Your goal:
Collect every line in the data below that contains the word "cloud", and copy each one in full. Match case exactly.

↓

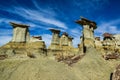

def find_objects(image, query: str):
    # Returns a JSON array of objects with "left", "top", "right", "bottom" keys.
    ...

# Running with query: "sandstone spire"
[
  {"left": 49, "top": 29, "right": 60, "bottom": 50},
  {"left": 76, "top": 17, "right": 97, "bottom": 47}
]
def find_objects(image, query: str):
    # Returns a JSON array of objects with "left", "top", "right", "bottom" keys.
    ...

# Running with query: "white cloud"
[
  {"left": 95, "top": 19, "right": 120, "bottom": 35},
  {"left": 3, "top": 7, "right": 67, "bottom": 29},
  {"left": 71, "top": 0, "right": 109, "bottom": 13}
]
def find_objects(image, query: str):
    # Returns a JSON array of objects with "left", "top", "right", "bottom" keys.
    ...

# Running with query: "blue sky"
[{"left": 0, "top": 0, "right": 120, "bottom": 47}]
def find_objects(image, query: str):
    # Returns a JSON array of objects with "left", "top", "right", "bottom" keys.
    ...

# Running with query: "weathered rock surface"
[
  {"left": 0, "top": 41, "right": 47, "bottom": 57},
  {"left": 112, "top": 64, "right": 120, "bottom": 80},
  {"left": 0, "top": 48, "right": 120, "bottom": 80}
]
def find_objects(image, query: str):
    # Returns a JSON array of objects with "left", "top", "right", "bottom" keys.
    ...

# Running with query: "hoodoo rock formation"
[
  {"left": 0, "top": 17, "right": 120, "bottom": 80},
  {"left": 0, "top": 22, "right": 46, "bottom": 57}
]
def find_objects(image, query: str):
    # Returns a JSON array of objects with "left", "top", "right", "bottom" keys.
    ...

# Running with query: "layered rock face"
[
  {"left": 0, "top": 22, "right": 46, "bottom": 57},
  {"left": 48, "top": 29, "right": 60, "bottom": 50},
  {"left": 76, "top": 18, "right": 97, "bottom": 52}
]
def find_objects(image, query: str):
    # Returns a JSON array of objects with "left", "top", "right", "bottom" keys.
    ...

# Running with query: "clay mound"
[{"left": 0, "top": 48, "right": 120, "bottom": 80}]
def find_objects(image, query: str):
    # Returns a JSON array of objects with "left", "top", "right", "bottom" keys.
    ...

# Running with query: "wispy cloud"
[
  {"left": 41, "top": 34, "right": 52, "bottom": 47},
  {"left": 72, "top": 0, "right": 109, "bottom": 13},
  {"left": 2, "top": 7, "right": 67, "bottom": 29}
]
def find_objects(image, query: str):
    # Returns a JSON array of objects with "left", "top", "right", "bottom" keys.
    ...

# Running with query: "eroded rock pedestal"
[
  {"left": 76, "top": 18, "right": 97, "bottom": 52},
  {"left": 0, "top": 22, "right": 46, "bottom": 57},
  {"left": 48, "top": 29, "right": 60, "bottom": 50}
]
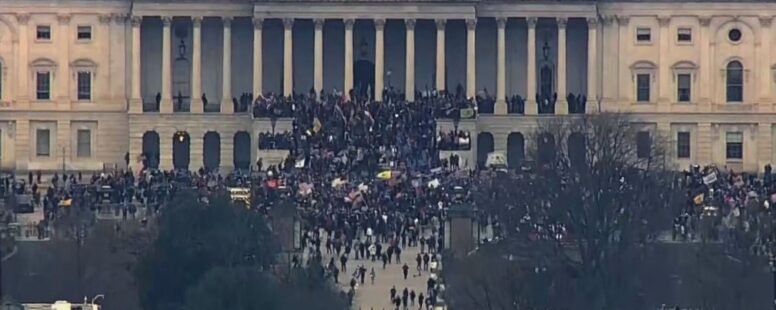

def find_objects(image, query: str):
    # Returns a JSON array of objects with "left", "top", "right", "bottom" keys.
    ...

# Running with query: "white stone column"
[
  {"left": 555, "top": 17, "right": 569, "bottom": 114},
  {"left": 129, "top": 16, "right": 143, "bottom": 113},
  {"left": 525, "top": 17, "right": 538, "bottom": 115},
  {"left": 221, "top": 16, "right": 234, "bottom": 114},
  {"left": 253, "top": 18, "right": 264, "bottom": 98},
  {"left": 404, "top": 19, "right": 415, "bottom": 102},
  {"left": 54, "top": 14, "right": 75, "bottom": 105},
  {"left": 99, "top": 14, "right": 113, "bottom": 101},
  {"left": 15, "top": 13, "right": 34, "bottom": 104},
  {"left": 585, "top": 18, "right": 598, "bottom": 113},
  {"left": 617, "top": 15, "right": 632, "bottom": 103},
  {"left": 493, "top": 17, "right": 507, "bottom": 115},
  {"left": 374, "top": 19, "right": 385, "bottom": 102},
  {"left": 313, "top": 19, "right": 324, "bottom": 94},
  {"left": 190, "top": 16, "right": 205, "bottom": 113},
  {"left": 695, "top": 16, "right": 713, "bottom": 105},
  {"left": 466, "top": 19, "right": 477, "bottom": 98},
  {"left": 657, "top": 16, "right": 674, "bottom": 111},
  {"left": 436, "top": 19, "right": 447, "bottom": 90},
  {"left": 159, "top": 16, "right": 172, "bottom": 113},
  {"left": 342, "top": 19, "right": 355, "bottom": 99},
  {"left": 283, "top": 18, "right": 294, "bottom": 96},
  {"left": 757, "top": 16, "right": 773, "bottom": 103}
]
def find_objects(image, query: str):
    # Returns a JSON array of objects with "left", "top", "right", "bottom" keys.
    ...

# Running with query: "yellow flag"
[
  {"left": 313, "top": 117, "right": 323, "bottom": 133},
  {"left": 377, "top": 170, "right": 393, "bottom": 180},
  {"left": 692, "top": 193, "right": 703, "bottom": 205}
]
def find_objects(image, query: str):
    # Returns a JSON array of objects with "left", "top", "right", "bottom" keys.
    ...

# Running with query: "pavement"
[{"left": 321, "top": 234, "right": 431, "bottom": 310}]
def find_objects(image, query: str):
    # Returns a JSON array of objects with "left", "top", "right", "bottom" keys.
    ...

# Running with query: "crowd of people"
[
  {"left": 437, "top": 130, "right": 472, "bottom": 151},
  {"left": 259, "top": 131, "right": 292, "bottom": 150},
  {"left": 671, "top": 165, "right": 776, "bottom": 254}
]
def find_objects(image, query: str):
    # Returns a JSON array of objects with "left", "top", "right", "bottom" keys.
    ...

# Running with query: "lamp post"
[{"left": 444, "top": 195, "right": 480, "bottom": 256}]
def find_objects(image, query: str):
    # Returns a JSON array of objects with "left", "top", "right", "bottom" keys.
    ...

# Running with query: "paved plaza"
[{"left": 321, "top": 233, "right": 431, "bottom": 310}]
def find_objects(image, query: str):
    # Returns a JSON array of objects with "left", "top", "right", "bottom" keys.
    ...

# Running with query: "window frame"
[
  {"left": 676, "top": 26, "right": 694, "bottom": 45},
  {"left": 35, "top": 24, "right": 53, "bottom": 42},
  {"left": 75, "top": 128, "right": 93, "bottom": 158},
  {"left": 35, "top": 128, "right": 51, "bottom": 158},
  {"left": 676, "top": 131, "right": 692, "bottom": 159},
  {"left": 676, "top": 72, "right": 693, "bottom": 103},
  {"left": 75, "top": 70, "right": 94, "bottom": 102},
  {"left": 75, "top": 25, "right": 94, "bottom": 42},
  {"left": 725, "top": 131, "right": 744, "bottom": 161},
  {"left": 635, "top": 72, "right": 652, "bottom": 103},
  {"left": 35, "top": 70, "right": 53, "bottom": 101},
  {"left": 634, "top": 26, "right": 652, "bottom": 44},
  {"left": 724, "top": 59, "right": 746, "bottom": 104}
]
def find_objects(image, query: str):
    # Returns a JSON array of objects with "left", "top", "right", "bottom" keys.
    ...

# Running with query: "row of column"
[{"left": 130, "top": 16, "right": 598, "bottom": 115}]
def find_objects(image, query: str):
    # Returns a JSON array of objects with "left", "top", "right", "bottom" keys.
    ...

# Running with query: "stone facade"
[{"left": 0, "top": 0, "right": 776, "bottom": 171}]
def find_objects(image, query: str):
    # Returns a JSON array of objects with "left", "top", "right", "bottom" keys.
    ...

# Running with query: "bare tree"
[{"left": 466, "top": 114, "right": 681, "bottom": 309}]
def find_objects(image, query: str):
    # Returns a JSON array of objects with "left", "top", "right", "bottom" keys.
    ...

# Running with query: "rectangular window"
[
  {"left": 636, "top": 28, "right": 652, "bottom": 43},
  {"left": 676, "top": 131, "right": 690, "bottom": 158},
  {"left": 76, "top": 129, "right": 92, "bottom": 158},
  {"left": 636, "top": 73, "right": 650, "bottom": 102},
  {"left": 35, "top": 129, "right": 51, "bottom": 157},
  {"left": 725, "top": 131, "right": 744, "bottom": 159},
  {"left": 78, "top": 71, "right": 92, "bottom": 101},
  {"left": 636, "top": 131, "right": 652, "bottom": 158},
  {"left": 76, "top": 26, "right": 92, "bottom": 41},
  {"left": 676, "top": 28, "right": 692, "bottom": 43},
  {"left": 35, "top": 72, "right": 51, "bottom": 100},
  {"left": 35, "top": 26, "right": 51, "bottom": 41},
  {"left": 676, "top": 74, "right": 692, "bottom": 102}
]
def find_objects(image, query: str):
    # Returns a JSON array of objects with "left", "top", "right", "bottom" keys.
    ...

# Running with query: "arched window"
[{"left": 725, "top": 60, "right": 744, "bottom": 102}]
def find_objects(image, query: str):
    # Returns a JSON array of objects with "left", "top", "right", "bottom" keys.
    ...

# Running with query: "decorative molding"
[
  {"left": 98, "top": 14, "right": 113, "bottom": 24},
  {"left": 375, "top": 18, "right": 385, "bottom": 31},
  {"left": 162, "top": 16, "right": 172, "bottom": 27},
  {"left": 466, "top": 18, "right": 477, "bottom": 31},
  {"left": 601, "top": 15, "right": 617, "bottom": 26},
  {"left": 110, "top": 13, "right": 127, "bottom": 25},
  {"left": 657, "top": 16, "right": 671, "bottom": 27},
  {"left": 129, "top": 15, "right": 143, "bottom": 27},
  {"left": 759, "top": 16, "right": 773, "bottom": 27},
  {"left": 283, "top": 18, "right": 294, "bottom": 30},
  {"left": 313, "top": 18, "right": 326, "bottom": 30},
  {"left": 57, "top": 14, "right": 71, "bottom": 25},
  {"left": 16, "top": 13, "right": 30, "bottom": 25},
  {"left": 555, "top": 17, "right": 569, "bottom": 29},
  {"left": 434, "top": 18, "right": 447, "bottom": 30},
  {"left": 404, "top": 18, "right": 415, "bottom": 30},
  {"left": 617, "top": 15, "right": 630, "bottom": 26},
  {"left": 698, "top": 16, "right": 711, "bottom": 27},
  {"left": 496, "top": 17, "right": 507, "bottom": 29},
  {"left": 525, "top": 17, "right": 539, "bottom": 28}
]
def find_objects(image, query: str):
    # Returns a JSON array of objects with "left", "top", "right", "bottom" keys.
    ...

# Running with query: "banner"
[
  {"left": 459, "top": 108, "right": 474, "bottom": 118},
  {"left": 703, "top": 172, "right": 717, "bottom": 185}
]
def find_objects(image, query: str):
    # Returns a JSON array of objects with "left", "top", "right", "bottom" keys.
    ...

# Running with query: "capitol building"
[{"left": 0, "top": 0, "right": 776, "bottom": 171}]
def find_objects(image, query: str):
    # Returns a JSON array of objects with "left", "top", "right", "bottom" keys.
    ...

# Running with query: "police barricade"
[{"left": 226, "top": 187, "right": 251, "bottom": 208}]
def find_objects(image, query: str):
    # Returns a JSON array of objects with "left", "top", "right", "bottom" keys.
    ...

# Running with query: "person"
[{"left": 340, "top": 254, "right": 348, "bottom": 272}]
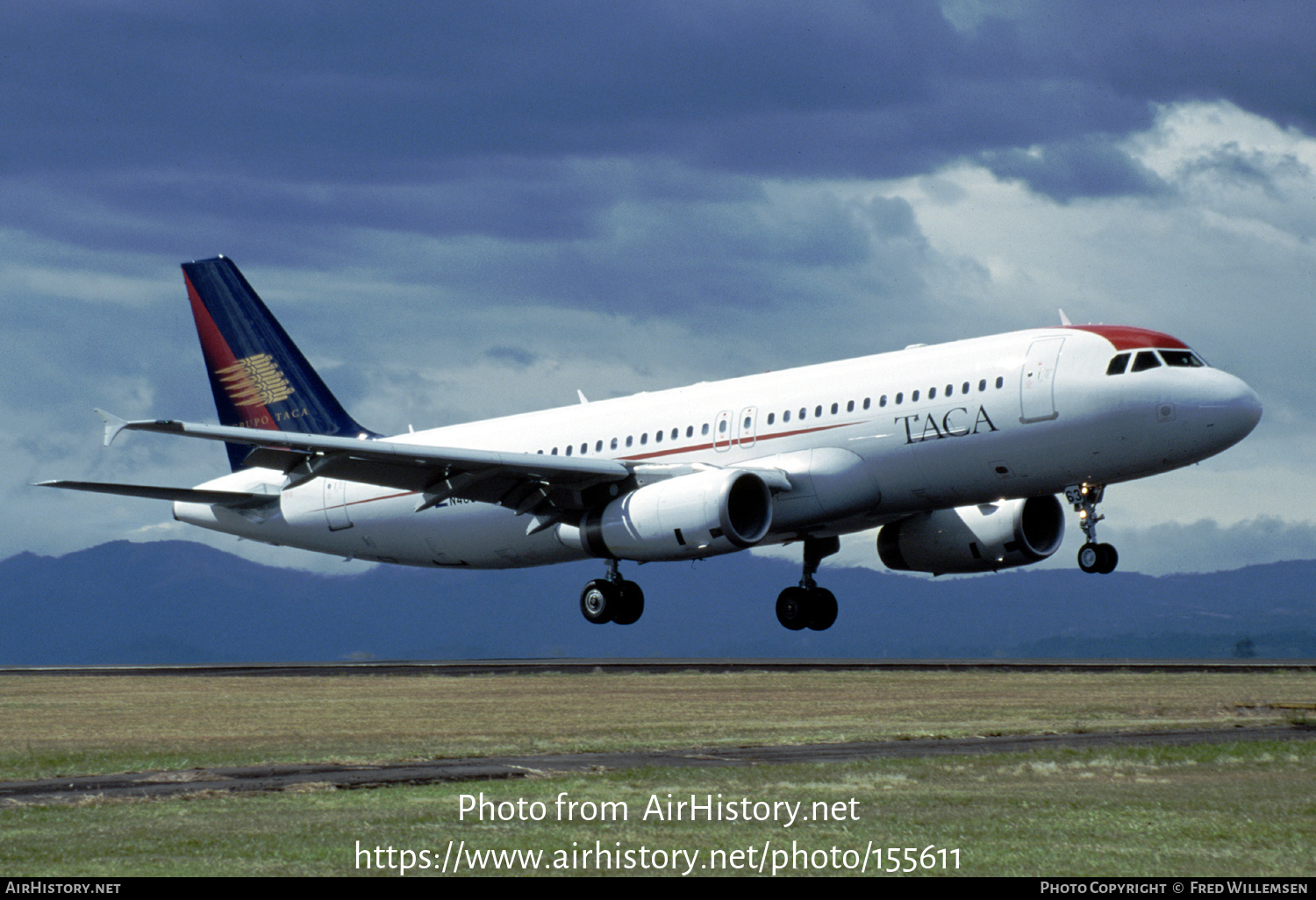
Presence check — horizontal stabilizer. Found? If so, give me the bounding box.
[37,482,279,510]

↑

Worked answer:
# Running with query: "white cloud"
# Running with query: "wispy cloud"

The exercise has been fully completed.